Task A: In the blog post below, why does the writer's mom want the kitchen/diningroom wood floor vacuumed?
Task B: Copy word for word the part of the blog post below from "I didn't want" up to and including "then went upstairs.".

Text section:
════════

Wednesday, December 11, 2013

B-I-T-C-H

I didn't want to bring down my positive post before this with a negative story, so I'll share it in a different post. My mom and I have fought a lot today. She and my brother are both sick with some kind of stomach virus. Erik is getting better, but my mom is still sick. Today was my first real day off in at least a few weeks. I slept in, but then Erik woke me up and said my mom wanted to see me. Ok. Fine. I waited a bit, then went upstairs.
She told me to vacuum the kitchen/diningroom wood floor because she wants to put a carpet down. I told her to wait till the weekend because she's sick now and shouldn't push herself (it was a genuinely concerned statement). She said she's working on Saturday. I said she can do it on Sunday. She says she has other things to do like Christmas shopping, then tells me that she shouldn't have to justify herself to me. I say ok and go to walk away (before I get even more pissed off). Then she says I should be taking on more responsibility and do more chores because I'm turning 18 in a month and I should think of the family unit instead of myself. I asked her why Erik gets to be selfish and not do anything and she says because he's 10. I told her that I did A LOT more than him when I was 10. She said to stop comparing Erik to myself, and I asked her why? Because she always compares me to her. She got pissed at me and told me to go away. So I went to go downstairs and then she began saying how I always want stuff but never give anything back. I asked for examples. She said my permit. Last time I checked, she wanted me to get a permit as well, this wasn't a solo choice. She said it costs money and that I expected her to pay. I told her that since I have a job and some saved up money, I'll pay for the classes myself. She got angry again and then said that I'm gonna need a ride home from the high school concert on Friday that I want to attend. I told her Bambi's parents may be able to give me a ride and if not, I'll take the bus home. I said that she was the one worried about me taking the bus at night, I have no problem with it. She yelled at me and told me to just do whatever I want. So I went downstairs and got back into bed.
I watched anime for the rest of the day and surfed the web. I went downstairs for some food, and decided to vacuum, as she had asked. I did it, then crawled back into bed where I belong. Then just as I was writing my previous post, she reappeared like a horrible magic trick. She said I should get my face out of laptop and find my place in the family. She said I never do anything for the family, never do anything until I'm asked, I always give excuses, and avoid chores. She said that I should stop being selfish and help other people. She said there was something wrong with me, and that I needed to stop being like this. I told her that maybe I wouldn't be like this if she would have gotten therapy for me when I asked A YEAR AND A HALF AGO. She gave me this pissed off look and said that the problem is within myself, and no one but me can fix it. (What kind of bullshit is that?) Then, she asked where I wanted to be in 5yrs, and I told her I wanted to be out of the house and away from her. She got pissed and walked off.

════════

Material provided:
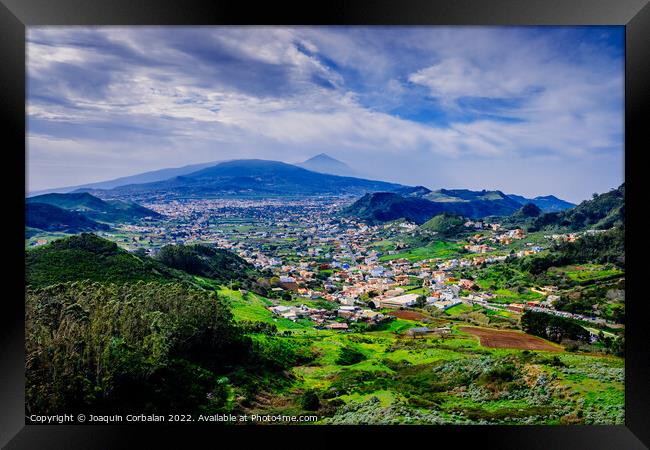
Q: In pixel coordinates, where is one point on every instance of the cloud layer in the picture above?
(528, 110)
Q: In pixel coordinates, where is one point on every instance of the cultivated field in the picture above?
(510, 339)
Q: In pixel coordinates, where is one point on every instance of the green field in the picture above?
(588, 272)
(437, 249)
(420, 378)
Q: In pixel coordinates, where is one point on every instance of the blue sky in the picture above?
(528, 110)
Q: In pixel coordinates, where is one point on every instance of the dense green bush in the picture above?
(349, 355)
(91, 345)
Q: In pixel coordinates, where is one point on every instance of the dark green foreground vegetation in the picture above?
(110, 331)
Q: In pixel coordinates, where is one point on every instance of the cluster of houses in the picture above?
(329, 318)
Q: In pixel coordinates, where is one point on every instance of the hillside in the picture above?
(52, 218)
(95, 208)
(217, 264)
(89, 257)
(386, 206)
(547, 203)
(323, 163)
(145, 177)
(255, 177)
(601, 212)
(416, 191)
(445, 225)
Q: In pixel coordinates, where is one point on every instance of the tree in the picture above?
(310, 401)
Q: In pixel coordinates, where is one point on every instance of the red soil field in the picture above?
(510, 339)
(408, 315)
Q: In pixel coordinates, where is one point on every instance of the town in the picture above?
(315, 255)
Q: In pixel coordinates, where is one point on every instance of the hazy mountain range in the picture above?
(323, 163)
(378, 201)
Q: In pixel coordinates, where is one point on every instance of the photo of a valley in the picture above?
(325, 226)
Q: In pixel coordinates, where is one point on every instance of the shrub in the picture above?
(349, 356)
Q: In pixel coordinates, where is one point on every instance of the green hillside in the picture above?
(52, 218)
(202, 260)
(444, 224)
(601, 212)
(96, 208)
(88, 257)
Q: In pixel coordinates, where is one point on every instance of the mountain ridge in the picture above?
(323, 163)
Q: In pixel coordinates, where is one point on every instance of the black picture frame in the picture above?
(15, 15)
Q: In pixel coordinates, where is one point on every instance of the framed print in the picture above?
(357, 220)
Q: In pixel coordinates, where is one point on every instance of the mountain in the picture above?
(528, 210)
(89, 257)
(206, 261)
(415, 191)
(146, 177)
(323, 163)
(603, 211)
(547, 203)
(386, 206)
(255, 177)
(95, 208)
(52, 218)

════════

Solution A: She wants to put a carpet down.

Solution B:
I didn't want to bring down my positive post before this with a negative story, so I'll share it in a different post. My mom and I have fought a lot today. She and my brother are both sick with some kind of stomach virus. Erik is getting better, but my mom is still sick. Today was my first real day off in at least a few weeks. I slept in, but then Erik woke me up and said my mom wanted to see me. Ok. Fine. I waited a bit, then went upstairs.